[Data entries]
'''

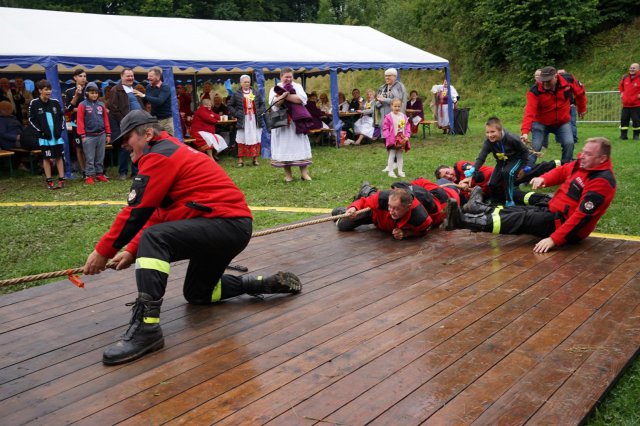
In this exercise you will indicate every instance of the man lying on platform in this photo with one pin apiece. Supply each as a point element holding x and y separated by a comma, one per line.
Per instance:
<point>458,175</point>
<point>407,210</point>
<point>587,187</point>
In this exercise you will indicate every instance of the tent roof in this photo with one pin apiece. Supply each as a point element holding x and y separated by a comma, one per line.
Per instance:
<point>199,44</point>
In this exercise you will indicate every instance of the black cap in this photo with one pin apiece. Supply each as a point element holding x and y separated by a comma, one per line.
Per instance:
<point>132,120</point>
<point>547,73</point>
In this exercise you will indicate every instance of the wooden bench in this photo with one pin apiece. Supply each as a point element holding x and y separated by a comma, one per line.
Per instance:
<point>7,155</point>
<point>426,124</point>
<point>33,156</point>
<point>325,134</point>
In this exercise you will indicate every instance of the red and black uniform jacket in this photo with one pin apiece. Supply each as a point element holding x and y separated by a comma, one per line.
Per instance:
<point>483,174</point>
<point>434,198</point>
<point>174,182</point>
<point>583,197</point>
<point>553,107</point>
<point>630,90</point>
<point>415,220</point>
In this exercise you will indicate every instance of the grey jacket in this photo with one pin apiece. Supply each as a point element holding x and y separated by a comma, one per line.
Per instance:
<point>236,106</point>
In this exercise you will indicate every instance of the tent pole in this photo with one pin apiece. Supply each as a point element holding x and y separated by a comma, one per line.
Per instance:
<point>265,138</point>
<point>337,124</point>
<point>167,74</point>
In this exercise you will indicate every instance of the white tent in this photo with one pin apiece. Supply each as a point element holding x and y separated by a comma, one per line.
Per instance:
<point>39,39</point>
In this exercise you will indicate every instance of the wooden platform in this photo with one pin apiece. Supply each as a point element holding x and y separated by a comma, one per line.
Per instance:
<point>456,328</point>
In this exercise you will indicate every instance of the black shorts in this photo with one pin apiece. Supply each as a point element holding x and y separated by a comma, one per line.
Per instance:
<point>53,151</point>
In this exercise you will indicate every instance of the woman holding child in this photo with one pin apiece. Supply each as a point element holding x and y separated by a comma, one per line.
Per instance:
<point>288,147</point>
<point>247,106</point>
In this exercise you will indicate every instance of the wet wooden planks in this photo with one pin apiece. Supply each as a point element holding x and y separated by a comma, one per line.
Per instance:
<point>456,328</point>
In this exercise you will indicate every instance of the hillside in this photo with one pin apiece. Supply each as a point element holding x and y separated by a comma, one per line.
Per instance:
<point>603,60</point>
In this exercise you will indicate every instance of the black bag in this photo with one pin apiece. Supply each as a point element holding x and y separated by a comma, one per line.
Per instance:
<point>461,121</point>
<point>276,118</point>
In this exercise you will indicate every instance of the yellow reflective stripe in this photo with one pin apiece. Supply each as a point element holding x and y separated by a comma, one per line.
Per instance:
<point>527,196</point>
<point>151,263</point>
<point>495,215</point>
<point>217,292</point>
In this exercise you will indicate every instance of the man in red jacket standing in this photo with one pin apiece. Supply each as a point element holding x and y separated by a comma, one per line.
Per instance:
<point>587,187</point>
<point>182,205</point>
<point>630,95</point>
<point>548,110</point>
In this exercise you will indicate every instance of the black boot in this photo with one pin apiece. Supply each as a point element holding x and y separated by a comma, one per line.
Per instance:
<point>282,282</point>
<point>453,219</point>
<point>338,211</point>
<point>365,190</point>
<point>144,334</point>
<point>476,222</point>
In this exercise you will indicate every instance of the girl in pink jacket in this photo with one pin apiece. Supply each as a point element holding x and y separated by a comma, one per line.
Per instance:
<point>396,131</point>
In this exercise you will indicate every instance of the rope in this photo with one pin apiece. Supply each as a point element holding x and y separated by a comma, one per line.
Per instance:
<point>307,223</point>
<point>71,273</point>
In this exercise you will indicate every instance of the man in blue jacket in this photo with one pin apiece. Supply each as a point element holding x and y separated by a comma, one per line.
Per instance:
<point>158,94</point>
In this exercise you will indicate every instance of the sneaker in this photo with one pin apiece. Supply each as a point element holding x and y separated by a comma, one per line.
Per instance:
<point>452,215</point>
<point>282,282</point>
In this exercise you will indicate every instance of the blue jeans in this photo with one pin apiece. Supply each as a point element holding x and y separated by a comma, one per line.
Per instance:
<point>563,136</point>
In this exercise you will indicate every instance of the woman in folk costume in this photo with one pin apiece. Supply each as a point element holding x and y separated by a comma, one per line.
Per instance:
<point>247,106</point>
<point>364,127</point>
<point>204,120</point>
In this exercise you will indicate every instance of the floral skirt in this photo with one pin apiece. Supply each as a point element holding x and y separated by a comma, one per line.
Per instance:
<point>248,150</point>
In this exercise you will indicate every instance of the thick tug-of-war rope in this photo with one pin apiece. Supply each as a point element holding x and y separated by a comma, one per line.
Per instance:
<point>71,274</point>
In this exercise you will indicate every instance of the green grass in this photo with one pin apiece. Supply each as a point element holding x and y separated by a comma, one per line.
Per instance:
<point>42,239</point>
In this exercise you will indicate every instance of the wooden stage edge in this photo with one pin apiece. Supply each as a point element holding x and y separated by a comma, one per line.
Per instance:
<point>453,329</point>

'''

Exercise aim >> Copy each line above holding "rope".

Response below >>
In this exercise you will indicate every instance of the rope in this photo with one pin apiece. Supply each as a point element holding x and y separated by a comma, one per line.
In this exercise you will indicate every instance of the thick tug-of-war rope in this photo with one pin apiece. Supply each as a point element holding x and y separated by a comma, one per line.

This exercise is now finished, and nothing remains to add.